• Task details: Could you filter the records below down to the lines that include the word "query"?
(Source data begins)
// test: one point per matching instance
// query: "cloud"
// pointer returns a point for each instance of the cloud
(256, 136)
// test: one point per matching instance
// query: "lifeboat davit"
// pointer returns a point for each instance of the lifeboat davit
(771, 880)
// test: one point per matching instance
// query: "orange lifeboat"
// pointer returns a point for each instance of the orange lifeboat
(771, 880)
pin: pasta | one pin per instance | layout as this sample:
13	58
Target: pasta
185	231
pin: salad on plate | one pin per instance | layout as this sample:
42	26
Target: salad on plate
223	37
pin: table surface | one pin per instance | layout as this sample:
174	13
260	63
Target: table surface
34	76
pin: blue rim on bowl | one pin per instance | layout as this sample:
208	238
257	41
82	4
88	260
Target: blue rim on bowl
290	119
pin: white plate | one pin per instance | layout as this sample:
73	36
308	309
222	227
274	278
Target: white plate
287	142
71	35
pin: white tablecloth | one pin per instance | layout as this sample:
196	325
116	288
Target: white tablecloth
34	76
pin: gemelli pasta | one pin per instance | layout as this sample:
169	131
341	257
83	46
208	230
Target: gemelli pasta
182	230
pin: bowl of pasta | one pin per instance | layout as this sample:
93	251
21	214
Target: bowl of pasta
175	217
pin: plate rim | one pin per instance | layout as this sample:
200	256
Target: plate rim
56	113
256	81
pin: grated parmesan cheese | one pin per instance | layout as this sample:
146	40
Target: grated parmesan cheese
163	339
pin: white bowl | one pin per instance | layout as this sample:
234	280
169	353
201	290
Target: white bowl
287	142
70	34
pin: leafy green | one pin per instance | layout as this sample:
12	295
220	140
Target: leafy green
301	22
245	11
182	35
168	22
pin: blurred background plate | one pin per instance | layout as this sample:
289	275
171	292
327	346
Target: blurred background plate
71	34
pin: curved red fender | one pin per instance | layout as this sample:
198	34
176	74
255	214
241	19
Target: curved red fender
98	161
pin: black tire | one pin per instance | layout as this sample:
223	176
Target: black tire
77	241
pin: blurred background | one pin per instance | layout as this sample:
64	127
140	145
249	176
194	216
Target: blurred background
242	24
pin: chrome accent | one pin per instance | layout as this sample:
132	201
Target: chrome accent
(Source data ends)
• Answer below:
// query: "cloud"
// query: "lifeboat davit"
// query: "orange lifeboat"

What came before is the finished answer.